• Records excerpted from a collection
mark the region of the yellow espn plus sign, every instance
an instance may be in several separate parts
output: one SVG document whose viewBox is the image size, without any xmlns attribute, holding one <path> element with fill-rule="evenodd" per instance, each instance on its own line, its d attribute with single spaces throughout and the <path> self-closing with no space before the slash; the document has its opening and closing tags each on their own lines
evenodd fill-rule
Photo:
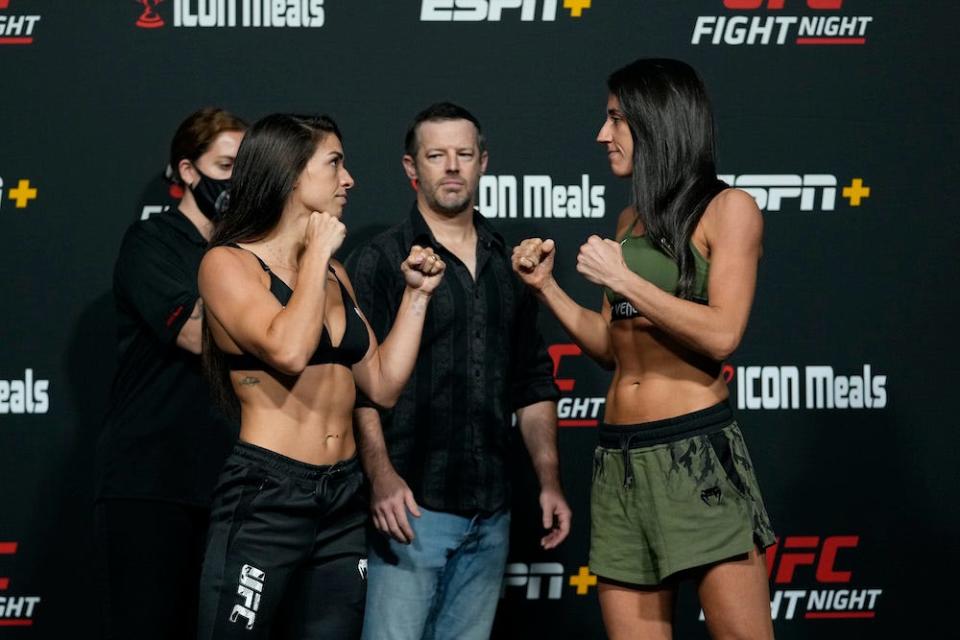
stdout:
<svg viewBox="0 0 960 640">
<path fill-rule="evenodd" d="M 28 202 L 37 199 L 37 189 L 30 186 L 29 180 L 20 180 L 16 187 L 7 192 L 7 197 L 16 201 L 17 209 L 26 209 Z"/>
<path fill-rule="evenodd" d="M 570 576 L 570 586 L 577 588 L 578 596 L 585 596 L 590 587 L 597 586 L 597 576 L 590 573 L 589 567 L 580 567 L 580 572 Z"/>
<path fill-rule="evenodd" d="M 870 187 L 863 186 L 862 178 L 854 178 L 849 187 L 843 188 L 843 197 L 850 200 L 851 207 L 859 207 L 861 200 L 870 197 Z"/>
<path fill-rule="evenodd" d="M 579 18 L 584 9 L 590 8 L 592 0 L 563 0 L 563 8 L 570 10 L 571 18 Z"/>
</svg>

• PROMPT
The expected answer is a copy of every line in the entries that holds the word "instance".

• EXERCISE SOLUTION
mark the region of the yellow espn plus sign, every instance
an instance may be in several separate parts
output: one SVG document whose viewBox is the image size, without any xmlns attribute, holding one <path> element with fill-rule="evenodd" per instance, each instance on its own line, its d attribute with single spaces throughout and the <path> self-closing with no space before the slash; the document has its opening and closing tags each on their own lines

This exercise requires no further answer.